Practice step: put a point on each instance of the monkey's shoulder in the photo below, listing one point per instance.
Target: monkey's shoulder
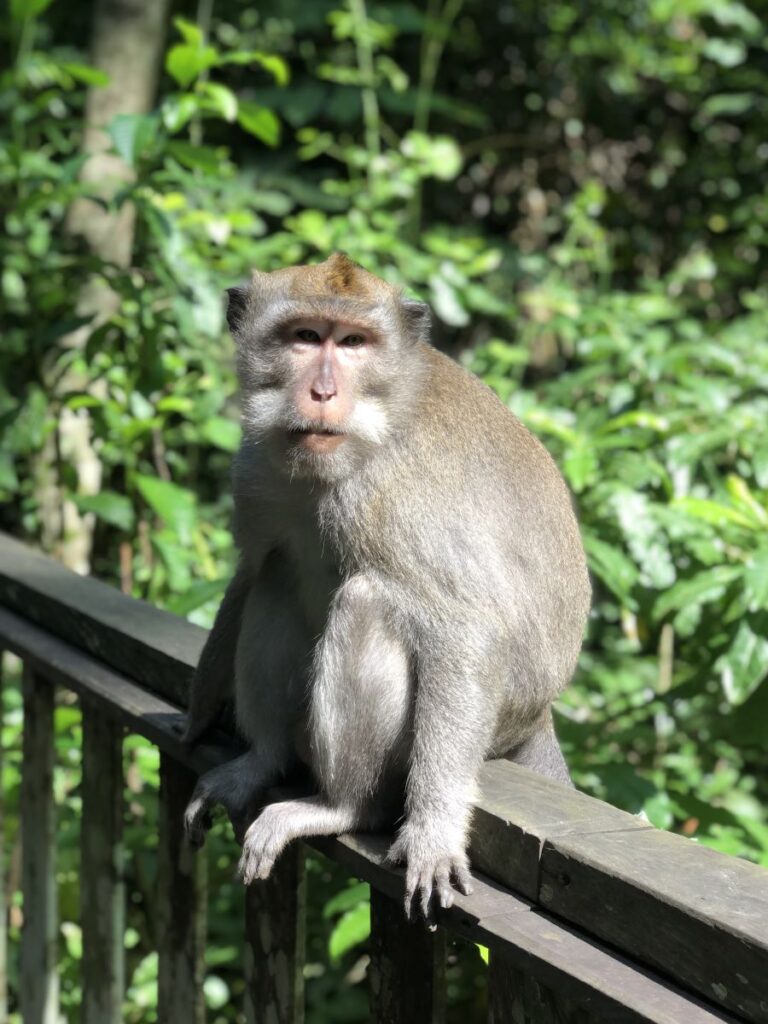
(474, 431)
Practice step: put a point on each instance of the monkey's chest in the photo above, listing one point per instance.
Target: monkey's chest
(317, 578)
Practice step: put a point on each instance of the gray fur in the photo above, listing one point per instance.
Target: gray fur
(417, 598)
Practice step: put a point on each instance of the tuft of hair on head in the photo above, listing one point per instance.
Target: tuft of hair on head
(342, 272)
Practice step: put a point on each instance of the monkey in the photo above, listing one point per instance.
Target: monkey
(412, 589)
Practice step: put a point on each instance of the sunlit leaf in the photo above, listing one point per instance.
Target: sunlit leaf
(175, 505)
(744, 665)
(350, 930)
(259, 121)
(109, 506)
(184, 61)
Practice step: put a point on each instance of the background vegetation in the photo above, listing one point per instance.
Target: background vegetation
(581, 195)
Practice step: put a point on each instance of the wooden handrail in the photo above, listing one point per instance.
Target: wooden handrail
(588, 909)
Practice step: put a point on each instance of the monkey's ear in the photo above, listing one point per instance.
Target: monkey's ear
(417, 317)
(237, 300)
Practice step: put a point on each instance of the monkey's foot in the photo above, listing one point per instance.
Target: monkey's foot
(237, 785)
(432, 875)
(264, 841)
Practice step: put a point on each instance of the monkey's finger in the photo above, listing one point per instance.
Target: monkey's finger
(442, 884)
(426, 893)
(463, 878)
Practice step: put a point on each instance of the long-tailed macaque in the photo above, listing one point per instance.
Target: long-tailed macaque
(412, 588)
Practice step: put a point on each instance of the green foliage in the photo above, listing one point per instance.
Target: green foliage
(590, 224)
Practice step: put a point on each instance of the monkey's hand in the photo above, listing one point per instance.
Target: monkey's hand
(435, 866)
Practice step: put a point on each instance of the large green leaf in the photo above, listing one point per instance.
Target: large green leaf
(185, 61)
(259, 121)
(132, 134)
(22, 9)
(109, 506)
(744, 665)
(175, 505)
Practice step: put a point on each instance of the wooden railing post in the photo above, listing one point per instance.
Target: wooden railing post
(181, 897)
(275, 931)
(39, 978)
(101, 888)
(408, 967)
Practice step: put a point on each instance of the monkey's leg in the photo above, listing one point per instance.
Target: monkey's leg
(458, 694)
(280, 823)
(360, 706)
(269, 670)
(541, 752)
(236, 785)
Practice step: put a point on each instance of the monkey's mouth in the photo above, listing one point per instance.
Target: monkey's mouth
(318, 439)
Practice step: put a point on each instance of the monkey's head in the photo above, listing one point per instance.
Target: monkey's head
(327, 364)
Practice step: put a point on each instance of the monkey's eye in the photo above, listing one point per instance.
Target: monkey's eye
(305, 334)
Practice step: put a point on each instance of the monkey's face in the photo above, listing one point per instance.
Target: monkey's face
(326, 372)
(329, 408)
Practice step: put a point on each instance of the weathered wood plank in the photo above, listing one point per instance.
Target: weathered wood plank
(517, 810)
(39, 979)
(101, 884)
(181, 894)
(517, 997)
(275, 942)
(111, 692)
(581, 970)
(162, 649)
(690, 912)
(510, 829)
(407, 974)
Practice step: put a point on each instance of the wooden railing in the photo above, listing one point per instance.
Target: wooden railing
(590, 914)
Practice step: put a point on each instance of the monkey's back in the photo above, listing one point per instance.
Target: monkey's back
(477, 506)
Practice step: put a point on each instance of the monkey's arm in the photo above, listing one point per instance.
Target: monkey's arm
(213, 682)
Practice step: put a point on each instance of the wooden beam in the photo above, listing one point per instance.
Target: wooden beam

• • •

◆ Exercise prompt
Copy the data word for word. Pictures do not go in the copy.

◆ Task result
Practice step: put a point on each instance of the monkey's shoulder in the photo below, listing one point per instance.
Target: monkey's shoulder
(474, 431)
Practice step: put a point on each instance of the monkey's chest in the photo above, listing one point per instance.
Target: monkey's chest
(317, 578)
Practice step: put a point on each instance of the gray fur in the photo above, listing one point per instance.
Target: gray fur
(417, 598)
Practice step: put a point on each instance of the tuft of hair on head in the photo above, listing one point per instance.
Target: tuft of hair on head
(342, 272)
Practice step: put a point on each instance of the monkey in the photo above, listing one point per instance.
Target: monkey
(412, 589)
Practice step: put a point on each instance of the sunlit leaf in the photo above, listing one point per instance.
Target: sunlit leaf
(175, 505)
(744, 665)
(350, 930)
(259, 121)
(109, 506)
(184, 61)
Practice step: put a point on each instance of the background vegetation in the photo above, listing one point per instance.
Target: background vegetation
(581, 195)
Practice step: put a point on each instance of the wooden handrail in the photo above, listing one point per instance.
Target: wooden handrail
(588, 909)
Practice step: put a point on each instance of the monkey's ear in the photo above, listing one point per instance.
Target: monkey's ear
(417, 317)
(237, 300)
Practice step: put a point on each instance of the monkey's foot in the photo above, listing one point per instance.
Target: monkey's foot
(237, 785)
(432, 875)
(264, 841)
Practice step: put a point on each instance of the monkey's finger in the photo above, listing one point per instance.
Target: monkey's finger
(442, 884)
(426, 893)
(463, 878)
Practice step: put a point on each instance of the long-tailed macaque in the photo above, listing one point per instance.
Target: long-tailed macaque
(412, 588)
Practice step: put a point on each instance of the green foliage in the photo above, listing one point per instance.
Target: green foliage
(590, 224)
Practice step: put a point on each instance of the monkey's hand in the photo above, listing one point per instance.
Target: monkey's hand
(435, 866)
Practice step: put a point on each instance of the large green leaf in the photo above, listing one point per instance.
Target: large green leaf
(185, 61)
(259, 121)
(132, 134)
(22, 9)
(109, 506)
(744, 665)
(175, 505)
Practice step: put a point on each instance of the wooden railing post in the photo above, listing one point per instance.
Target: wooden railing post
(181, 897)
(275, 931)
(39, 978)
(101, 888)
(408, 967)
Practice step: put a point on each instance of the monkey's leg in the photo above, listing one point per instance.
Target: monkey's leg
(458, 694)
(280, 823)
(360, 706)
(269, 670)
(541, 752)
(236, 785)
Practice step: put a point on each instance of the monkey's mouth in the photo above, listing one point per instance.
Target: monkey's mouth
(318, 439)
Practice step: put a point on each instance of the monkey's head in the photo above, listing one point per instance.
Target: monkey's head
(327, 364)
Practice step: put a point on each instance of the monkey's eye in the photo above, listing one point per instance.
Target: monkey's eye
(305, 334)
Practice step: put a point on each instance of the monkey's face in the photo above, listing one point per instance.
Target: monkey's face
(326, 372)
(329, 408)
Practice step: put a point on each instance of the weathered wood plank in the photo above, listing one point per instance.
Target: weathered wood plank
(517, 810)
(39, 979)
(101, 884)
(181, 894)
(517, 997)
(275, 942)
(111, 692)
(581, 970)
(162, 649)
(690, 912)
(510, 829)
(407, 974)
Practice step: put a point on each instance of the wooden railing in the photo above, listing one point per instance.
Target: wooden railing
(590, 914)
Practice step: put a point on each instance of the monkey's back in the photo above, listing one point per instance.
Target: monkey's back
(477, 506)
Practice step: put a point on each instance of the monkey's arm in the photo above, listing one point per instance.
Target: monkey's arm
(213, 682)
Practice step: put a point on each instance of the wooden beam in the photo above, listing one point per instance.
Target: wooden beam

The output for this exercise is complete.